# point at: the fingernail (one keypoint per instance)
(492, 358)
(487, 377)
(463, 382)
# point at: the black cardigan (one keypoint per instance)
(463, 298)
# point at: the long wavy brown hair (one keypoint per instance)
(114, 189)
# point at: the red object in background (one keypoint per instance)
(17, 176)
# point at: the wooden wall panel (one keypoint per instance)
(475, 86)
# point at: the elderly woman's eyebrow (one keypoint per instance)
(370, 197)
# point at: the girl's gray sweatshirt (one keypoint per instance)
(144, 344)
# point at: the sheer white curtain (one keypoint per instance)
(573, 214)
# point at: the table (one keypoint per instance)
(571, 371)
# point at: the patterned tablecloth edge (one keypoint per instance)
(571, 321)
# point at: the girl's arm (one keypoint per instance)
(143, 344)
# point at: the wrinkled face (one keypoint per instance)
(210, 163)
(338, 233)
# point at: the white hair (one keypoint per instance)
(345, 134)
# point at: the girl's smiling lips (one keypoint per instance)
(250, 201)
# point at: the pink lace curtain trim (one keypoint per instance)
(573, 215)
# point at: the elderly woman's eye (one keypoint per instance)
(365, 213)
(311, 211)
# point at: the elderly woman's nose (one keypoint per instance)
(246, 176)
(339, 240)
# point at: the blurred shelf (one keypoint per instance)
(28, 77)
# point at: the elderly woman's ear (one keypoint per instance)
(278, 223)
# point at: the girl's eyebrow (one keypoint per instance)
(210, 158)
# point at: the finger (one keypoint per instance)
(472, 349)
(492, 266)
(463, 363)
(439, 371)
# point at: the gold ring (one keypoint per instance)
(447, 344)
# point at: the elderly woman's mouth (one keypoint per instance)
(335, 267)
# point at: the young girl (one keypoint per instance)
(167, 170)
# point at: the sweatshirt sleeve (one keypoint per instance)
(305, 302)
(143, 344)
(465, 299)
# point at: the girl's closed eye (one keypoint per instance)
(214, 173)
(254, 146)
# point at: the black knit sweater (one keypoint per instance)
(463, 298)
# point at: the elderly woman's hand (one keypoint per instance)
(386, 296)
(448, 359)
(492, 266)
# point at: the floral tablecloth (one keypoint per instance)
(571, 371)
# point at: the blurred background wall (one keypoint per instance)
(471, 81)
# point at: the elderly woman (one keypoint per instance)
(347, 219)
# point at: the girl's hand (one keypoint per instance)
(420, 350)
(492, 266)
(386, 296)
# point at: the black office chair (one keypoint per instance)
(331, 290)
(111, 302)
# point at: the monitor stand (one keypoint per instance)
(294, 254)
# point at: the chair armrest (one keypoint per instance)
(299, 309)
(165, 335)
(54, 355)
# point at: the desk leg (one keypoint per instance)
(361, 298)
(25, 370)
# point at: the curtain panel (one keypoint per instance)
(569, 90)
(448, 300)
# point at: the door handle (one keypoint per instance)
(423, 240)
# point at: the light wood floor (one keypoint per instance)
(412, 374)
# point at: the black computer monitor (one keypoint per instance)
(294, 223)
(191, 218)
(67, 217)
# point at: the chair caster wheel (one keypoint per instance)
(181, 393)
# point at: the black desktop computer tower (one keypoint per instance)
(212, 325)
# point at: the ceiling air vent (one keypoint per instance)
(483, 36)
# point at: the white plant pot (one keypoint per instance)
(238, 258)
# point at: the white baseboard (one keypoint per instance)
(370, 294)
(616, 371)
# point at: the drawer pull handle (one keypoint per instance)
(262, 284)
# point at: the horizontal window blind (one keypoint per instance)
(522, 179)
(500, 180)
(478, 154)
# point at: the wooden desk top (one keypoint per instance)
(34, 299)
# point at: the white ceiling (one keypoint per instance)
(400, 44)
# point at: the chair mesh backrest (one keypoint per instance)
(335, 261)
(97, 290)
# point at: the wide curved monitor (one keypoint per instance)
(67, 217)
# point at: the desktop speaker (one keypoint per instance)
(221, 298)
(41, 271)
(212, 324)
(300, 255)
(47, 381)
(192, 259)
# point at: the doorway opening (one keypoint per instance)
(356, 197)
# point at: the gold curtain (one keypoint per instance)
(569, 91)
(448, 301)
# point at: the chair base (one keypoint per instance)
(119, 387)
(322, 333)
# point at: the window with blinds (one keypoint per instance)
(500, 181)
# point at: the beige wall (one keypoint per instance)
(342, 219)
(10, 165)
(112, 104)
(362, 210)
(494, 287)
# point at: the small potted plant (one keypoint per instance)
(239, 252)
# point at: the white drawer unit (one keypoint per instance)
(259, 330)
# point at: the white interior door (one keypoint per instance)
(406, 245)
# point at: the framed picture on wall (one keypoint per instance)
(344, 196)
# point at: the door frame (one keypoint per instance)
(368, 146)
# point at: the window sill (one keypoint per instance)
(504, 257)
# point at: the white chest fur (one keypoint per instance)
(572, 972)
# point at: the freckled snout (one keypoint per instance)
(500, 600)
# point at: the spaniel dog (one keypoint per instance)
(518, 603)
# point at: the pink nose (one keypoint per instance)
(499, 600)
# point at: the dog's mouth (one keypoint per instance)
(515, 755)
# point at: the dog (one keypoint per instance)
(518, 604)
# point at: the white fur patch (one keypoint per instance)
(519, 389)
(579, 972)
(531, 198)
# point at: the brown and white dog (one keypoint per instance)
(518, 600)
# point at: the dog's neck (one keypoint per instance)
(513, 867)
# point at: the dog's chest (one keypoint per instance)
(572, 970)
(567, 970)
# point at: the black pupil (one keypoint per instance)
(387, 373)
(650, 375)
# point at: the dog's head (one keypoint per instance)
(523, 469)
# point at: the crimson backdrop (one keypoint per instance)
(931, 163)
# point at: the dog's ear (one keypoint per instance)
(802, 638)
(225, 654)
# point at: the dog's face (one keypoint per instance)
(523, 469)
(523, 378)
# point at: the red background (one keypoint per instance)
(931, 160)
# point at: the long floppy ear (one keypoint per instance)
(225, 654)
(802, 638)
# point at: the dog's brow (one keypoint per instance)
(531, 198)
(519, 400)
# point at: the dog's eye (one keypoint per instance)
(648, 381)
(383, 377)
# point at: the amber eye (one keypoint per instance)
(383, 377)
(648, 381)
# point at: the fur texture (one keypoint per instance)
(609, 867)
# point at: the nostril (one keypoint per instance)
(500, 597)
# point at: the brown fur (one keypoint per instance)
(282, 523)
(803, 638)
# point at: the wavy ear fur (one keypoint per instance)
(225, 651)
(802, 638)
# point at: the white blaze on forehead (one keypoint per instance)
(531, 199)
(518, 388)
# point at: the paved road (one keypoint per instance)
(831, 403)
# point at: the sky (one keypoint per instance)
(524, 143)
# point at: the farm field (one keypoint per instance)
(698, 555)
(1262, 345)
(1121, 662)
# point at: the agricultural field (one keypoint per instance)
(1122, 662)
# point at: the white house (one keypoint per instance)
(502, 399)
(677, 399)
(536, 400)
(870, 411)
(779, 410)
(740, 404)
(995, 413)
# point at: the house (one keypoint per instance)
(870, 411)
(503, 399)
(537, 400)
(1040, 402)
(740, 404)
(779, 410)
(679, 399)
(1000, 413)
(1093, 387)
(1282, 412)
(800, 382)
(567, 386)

* WHAT TO WORK ON:
From the line containing "# point at: the dog's neck" down to the final line of the data, write out every line exactly; both the first and last of these belong in your answer, and nothing else does.

* RESULT OF THIS EXERCISE:
# point at: the dog's neck (one keypoint per instance)
(513, 867)
# point at: the dog's chest (one keypoint per instance)
(572, 970)
(567, 970)
# point at: the black pupil (one keypoint per instance)
(387, 373)
(650, 375)
# point at: the dog's head (one keypoint per instance)
(523, 469)
# point at: the crimson backdrop (one keypoint per instance)
(931, 163)
# point at: the dog's ear (one keypoint per instance)
(802, 638)
(225, 654)
# point at: the dog's face (one keypoint per instance)
(523, 469)
(523, 378)
# point at: the red background (one keypoint per instance)
(931, 160)
# point at: the long floppy ear (one keypoint per instance)
(225, 654)
(802, 638)
# point at: the dog's brow (one keypoint per instance)
(531, 198)
(519, 400)
# point at: the dog's eye (one keypoint per instance)
(648, 381)
(383, 377)
# point at: the amber eye (one keypoint per instance)
(383, 377)
(648, 381)
# point at: the fur texture (one keypoint per instance)
(609, 867)
# point at: the nostril (one keypoint per instance)
(500, 597)
# point at: the brown fur (one keypoint per instance)
(282, 523)
(803, 638)
# point at: the wavy ear fur (one keypoint per instance)
(225, 651)
(802, 638)
# point at: the white blaze on forehead (one keypoint per instance)
(531, 199)
(518, 388)
# point at: the paved road (one keypoint per instance)
(831, 403)
# point at: the sky (one keypoint per instance)
(524, 143)
# point at: the farm field (one keypoint per instance)
(698, 555)
(1262, 345)
(1121, 662)
# point at: the agricultural field (one keypoint per instance)
(1122, 662)
# point at: the white house (one keypoint per instance)
(502, 399)
(677, 399)
(536, 400)
(870, 411)
(779, 410)
(740, 404)
(995, 413)
# point at: the house (one keypoint per instance)
(870, 411)
(503, 399)
(537, 400)
(1040, 402)
(740, 404)
(779, 410)
(679, 399)
(1000, 413)
(1093, 387)
(1282, 412)
(800, 382)
(567, 386)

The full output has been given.